§ INSTRUCTIONS TO FOLLOW
Find every row below that contains the word "thick", matching case exactly, and copy each such row in full.

§ PROVIDED INFORMATION

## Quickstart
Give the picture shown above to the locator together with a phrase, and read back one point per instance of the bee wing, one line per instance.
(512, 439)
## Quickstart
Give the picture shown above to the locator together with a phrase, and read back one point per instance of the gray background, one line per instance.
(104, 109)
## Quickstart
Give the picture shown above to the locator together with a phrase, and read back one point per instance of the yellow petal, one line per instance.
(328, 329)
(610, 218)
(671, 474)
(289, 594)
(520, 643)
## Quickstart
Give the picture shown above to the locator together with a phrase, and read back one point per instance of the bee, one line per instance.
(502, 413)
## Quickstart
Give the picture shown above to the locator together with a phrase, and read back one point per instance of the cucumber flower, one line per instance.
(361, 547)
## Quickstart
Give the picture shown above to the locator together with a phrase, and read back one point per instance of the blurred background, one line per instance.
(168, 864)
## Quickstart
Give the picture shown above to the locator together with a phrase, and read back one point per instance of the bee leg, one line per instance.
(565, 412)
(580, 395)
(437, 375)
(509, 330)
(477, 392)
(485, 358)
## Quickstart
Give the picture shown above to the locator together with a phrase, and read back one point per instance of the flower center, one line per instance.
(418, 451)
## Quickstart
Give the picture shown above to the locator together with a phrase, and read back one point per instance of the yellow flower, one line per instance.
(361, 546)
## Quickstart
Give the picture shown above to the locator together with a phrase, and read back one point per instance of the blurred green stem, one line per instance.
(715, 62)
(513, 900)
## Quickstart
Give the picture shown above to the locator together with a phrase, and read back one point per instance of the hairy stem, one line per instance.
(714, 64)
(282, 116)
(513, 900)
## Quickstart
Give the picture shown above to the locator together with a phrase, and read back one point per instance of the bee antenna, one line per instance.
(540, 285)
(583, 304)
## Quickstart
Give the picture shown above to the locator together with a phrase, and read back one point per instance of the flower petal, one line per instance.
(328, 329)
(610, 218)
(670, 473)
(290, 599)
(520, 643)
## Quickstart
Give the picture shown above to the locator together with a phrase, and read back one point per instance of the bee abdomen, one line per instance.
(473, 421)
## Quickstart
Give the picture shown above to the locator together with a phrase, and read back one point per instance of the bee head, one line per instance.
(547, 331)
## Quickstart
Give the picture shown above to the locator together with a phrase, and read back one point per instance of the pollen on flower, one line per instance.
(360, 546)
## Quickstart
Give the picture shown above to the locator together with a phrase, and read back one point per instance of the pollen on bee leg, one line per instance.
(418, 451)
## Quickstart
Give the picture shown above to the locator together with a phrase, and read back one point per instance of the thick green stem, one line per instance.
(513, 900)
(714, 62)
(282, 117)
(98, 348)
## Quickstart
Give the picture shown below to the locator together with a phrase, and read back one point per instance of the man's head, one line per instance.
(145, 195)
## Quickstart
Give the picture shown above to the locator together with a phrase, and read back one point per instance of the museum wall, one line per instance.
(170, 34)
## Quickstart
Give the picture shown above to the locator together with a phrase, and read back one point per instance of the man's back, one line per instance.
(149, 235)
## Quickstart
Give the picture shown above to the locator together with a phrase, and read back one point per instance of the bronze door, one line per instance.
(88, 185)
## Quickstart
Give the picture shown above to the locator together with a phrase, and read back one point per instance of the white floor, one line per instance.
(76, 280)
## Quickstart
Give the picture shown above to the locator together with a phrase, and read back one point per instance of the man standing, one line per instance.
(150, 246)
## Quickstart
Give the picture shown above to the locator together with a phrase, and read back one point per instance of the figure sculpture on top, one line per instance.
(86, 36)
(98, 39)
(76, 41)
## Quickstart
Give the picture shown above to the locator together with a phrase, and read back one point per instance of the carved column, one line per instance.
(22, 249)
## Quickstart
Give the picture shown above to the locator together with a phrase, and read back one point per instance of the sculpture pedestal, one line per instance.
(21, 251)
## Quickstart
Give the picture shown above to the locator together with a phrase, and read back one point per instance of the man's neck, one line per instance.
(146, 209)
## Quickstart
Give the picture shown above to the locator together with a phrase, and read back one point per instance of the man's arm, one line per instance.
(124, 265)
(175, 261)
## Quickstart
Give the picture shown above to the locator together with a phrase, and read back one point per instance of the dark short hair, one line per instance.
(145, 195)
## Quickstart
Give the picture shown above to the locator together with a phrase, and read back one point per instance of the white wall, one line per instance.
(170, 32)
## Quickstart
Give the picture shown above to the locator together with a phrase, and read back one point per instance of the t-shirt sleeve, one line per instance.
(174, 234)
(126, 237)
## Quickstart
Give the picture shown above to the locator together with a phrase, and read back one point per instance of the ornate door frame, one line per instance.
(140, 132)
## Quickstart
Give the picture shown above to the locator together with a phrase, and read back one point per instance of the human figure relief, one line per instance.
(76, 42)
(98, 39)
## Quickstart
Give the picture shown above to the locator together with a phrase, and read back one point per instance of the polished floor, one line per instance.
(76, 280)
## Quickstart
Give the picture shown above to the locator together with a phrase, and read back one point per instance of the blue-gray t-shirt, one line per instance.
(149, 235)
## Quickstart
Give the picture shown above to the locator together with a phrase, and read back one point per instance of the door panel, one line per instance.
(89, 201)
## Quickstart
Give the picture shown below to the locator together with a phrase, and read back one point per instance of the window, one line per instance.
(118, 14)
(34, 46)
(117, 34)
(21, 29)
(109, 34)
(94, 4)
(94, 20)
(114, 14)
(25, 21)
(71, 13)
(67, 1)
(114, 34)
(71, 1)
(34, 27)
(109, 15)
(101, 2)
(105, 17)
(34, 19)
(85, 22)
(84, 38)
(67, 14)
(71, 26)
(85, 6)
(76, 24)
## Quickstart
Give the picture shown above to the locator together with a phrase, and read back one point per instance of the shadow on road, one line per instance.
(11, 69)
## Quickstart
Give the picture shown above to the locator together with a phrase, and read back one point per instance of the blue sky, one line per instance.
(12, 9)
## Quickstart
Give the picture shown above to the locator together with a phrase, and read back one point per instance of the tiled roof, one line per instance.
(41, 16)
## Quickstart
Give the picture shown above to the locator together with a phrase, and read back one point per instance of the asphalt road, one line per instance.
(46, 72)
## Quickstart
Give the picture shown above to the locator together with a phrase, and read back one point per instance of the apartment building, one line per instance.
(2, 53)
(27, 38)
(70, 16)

--

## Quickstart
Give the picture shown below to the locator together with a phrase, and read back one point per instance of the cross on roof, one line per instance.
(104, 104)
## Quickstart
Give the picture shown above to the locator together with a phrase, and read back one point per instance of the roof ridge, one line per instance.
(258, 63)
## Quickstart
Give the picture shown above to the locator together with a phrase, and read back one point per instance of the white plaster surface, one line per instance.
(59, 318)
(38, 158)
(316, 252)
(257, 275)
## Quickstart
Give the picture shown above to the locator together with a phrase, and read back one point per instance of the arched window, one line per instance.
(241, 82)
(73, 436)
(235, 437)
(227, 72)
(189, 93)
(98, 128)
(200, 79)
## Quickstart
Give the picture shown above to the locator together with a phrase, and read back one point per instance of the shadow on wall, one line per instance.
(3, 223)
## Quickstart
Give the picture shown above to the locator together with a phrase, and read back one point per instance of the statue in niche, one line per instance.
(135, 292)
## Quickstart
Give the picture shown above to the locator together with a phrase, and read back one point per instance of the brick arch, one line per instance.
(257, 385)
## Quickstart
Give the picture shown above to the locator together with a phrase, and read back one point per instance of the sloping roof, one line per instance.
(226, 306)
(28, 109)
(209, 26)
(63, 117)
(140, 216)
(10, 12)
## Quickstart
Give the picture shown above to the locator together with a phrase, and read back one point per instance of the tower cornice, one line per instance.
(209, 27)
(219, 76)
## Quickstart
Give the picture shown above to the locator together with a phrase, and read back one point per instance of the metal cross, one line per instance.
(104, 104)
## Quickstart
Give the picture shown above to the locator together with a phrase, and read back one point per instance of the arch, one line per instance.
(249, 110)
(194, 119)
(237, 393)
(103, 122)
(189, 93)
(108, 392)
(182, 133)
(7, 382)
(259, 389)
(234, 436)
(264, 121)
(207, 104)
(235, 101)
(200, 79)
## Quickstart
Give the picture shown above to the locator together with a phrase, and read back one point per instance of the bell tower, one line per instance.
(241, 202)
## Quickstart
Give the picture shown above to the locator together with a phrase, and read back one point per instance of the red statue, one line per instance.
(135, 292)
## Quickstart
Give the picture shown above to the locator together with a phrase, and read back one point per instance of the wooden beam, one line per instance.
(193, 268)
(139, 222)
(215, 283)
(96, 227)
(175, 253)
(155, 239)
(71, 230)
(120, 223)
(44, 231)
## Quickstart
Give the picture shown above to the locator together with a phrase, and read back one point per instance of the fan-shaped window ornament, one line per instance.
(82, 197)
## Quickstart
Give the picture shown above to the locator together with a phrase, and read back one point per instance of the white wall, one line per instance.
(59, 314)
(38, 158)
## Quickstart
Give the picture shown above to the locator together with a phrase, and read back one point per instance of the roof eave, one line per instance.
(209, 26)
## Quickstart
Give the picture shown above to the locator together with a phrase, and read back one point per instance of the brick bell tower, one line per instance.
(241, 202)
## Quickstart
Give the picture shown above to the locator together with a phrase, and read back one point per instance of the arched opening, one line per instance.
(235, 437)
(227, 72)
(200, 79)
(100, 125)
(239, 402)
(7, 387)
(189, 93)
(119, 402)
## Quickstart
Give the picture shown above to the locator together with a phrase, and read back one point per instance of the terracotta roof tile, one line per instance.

--

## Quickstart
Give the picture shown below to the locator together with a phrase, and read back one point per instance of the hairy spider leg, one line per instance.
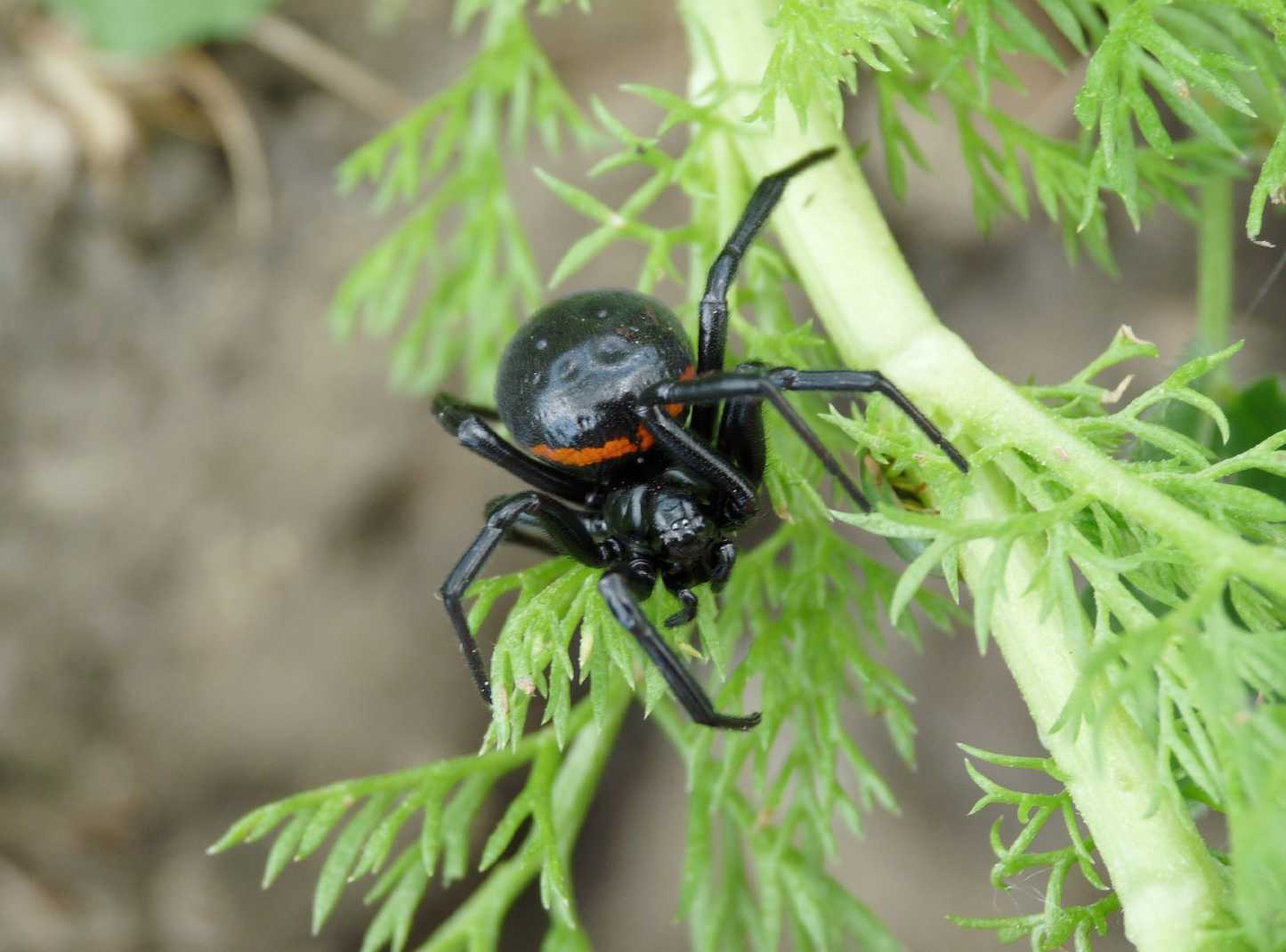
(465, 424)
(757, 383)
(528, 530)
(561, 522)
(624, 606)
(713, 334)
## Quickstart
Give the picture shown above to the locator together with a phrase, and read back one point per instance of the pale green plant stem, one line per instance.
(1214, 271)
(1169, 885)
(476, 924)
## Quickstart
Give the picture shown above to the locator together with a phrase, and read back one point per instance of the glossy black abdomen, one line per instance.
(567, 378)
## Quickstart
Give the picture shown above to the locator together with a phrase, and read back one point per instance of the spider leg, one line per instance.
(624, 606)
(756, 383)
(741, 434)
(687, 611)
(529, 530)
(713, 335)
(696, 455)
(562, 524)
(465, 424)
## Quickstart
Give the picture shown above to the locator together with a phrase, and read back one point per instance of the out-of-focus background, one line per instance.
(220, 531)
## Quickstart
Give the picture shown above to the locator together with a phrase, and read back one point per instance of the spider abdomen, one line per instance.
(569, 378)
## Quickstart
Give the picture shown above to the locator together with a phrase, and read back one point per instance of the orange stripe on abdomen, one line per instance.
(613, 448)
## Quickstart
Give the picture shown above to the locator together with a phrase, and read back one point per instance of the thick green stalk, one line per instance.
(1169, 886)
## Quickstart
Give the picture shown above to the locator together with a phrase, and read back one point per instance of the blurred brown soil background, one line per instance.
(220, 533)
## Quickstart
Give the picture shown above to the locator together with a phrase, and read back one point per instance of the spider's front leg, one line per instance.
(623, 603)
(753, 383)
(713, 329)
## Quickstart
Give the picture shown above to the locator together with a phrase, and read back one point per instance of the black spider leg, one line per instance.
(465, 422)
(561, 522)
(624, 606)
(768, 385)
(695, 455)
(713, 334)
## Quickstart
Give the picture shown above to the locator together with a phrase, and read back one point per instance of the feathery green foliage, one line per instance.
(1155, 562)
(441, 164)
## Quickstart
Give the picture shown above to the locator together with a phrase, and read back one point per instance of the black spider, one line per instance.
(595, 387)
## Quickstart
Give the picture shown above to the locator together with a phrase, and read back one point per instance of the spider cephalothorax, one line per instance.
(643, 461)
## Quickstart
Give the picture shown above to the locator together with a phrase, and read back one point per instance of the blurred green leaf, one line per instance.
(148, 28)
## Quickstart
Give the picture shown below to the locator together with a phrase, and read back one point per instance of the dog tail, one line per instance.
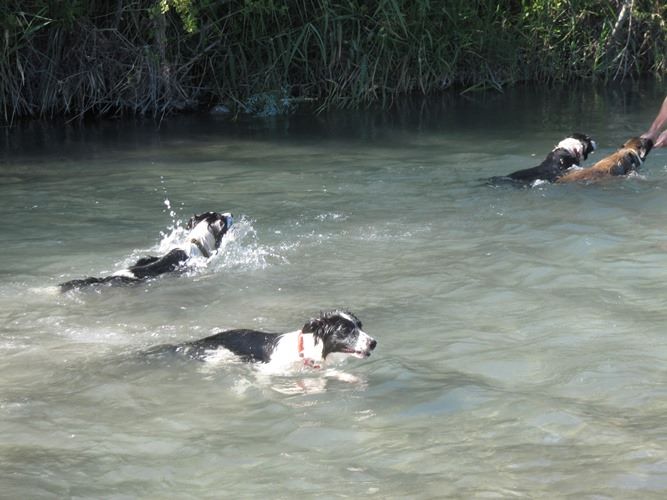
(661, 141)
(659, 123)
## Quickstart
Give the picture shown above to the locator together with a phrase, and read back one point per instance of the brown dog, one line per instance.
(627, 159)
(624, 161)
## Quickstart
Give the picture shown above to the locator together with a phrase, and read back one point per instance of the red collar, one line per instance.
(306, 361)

§ ANSWER TO THE EXERCISE
Give the picture shown above to the locator together with a phrase, and read back one point per instance of the thick green stem, one line per instance.
Give the picture shown above to the locator together with a phrase, and read back one point per instance of the thick green stalk, one line per instance.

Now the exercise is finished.